**DOCUMENT:**
[START]

Rangers continue frustrating legacy: Good, sometimes great, but still not enough



SUNRISE, Fla. — The Rangers were hoping this spring would play out like 1994. There were plenty of similarities, from a Presidents’ Trophy to a first-round sweep to a strong second-round win.

But in the end, this one ended like 2022, not 1994: On the ice in Florida, a 2-1 loss in Game 6 in an Eastern Conference final the Rangers led after three games. We’re going beyond 30 years now since the franchise’s last Stanley Cup. It feels like a few lifetimes ago.

Within the last 13 years, the Rangers have established themselves as one of the very good teams in the league, sometimes a great team. Two Presidents’ Trophies. Five trips to the Eastern Conference finals.

But nothing much beyond that. There was the one Final trip a decade ago, but the good seasons have all ended at the same point: Beaten by a team that pulled out wins at the right time, came up with timely goals and stymied the Rangers at the key moments.

It’s hard to be unhappy as a fan of this franchise in these last 13 years. To have gone from the success and near misses from 2012-2017 straight into a deliberate bottoming out and a return right to the top of the East standings the last three years means that Chris Drury deserves huge credit. So do his key players. Artemi Panarin is setting regular-season scoring records with his consistency. Chris Kreider has matured from mercurial to one of the most reliable goal scorers in the league. Adam Fox will be in the Norris Trophy conversation for a long time.

And Igor Shesterkin — well, the Henrik Lundqvist comparisons are probably a bit premature, but who else can you compare him to? Shesterkin has been the Rangers’ No. 1 for four years and he’s helped them to the conference final twice; Lundqvist didn’t make a conference final until his seventh season as the Rangers starter, albeit behind a team not nearly as strong as this one.

[END]

**ENTRIES SHOWN:**

[START]

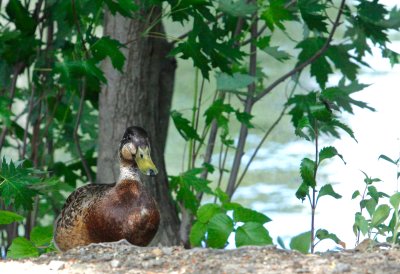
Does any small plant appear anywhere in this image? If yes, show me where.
[352,172,390,244]
[352,155,400,244]
[190,189,272,248]
[287,79,373,253]
[0,210,55,259]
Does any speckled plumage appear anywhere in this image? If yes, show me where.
[54,128,160,251]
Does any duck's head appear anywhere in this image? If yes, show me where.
[119,127,158,176]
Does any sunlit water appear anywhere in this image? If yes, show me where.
[231,43,400,251]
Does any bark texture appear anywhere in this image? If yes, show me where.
[97,9,179,245]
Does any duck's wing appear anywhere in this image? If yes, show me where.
[55,184,115,228]
[53,184,115,249]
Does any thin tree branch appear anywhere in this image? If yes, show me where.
[254,0,346,102]
[71,0,94,184]
[0,62,25,153]
[74,79,94,184]
[171,13,224,45]
[234,72,301,191]
[226,12,258,198]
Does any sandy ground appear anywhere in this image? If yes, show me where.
[0,244,400,274]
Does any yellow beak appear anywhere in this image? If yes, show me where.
[135,147,158,176]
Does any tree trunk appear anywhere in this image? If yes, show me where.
[97,8,179,245]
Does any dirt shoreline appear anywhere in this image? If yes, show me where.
[0,244,400,274]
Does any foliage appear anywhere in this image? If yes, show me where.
[163,0,400,250]
[0,0,128,258]
[0,0,400,257]
[7,226,56,259]
[352,167,400,244]
[190,189,272,248]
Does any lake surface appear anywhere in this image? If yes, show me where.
[166,29,400,251]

[END]

**STATED EXERCISE:** Reproduce the entire Rangers article word for word, without changing anything.

**WORKED SOLUTION:**
Rangers continue frustrating legacy: Good, sometimes great, but still not enough



SUNRISE, Fla. — The Rangers were hoping this spring would play out like 1994. There were plenty of similarities, from a Presidents’ Trophy to a first-round sweep to a strong second-round win.

But in the end, this one ended like 2022, not 1994: On the ice in Florida, a 2-1 loss in Game 6 in an Eastern Conference final the Rangers led after three games. We’re going beyond 30 years now since the franchise’s last Stanley Cup. It feels like a few lifetimes ago.

Within the last 13 years, the Rangers have established themselves as one of the very good teams in the league, sometimes a great team. Two Presidents’ Trophies. Five trips to the Eastern Conference finals.

But nothing much beyond that. There was the one Final trip a decade ago, but the good seasons have all ended at the same point: Beaten by a team that pulled out wins at the right time, came up with timely goals and stymied the Rangers at the key moments.

It’s hard to be unhappy as a fan of this franchise in these last 13 years. To have gone from the success and near misses from 2012-2017 straight into a deliberate bottoming out and a return right to the top of the East standings the last three years means that Chris Drury deserves huge credit. So do his key players. Artemi Panarin is setting regular-season scoring records with his consistency. Chris Kreider has matured from mercurial to one of the most reliable goal scorers in the league. Adam Fox will be in the Norris Trophy conversation for a long time.

And Igor Shesterkin — well, the Henrik Lundqvist comparisons are probably a bit premature, but who else can you compare him to? Shesterkin has been the Rangers’ No. 1 for four years and he’s helped them to the conference final twice; Lundqvist didn’t make a conference final until his seventh season as the Rangers starter, albeit behind a team not nearly as strong as this one.